| TASK DETAILS |
Report each line in the items below that contains the word "Format" by copying those lines in full.

[Begin RECORDS SHOWN]

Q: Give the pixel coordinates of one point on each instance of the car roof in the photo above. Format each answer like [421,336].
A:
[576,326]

[End RECORDS SHOWN]
[Begin RECORDS SHOWN]

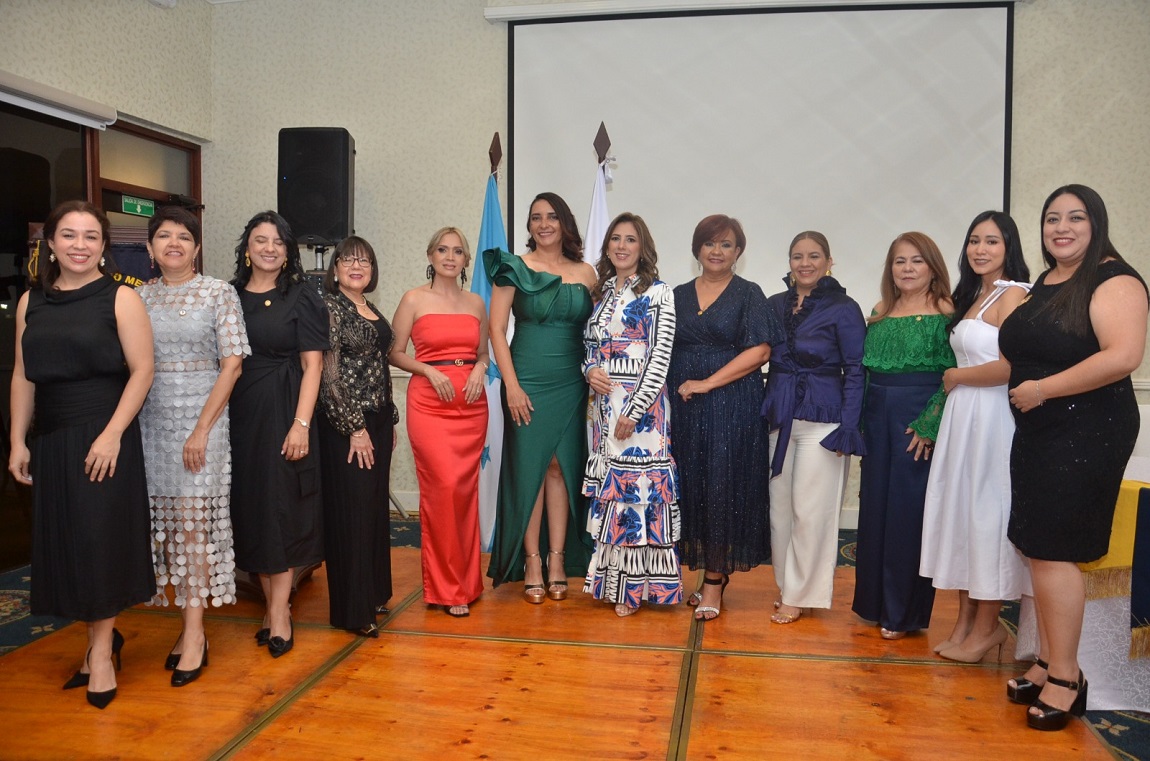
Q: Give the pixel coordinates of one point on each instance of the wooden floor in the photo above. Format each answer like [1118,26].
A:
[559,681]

[End RECORDS SHOWN]

| EXPECTED ANSWER |
Q: Give the pixel coordinates of one point on each instance of the car roof in the photo above. Format each answer like [421,336].
Q: Give the pixel coordinates of one point on each instance of the wooden floor in the photo above. Format each answer like [1118,26].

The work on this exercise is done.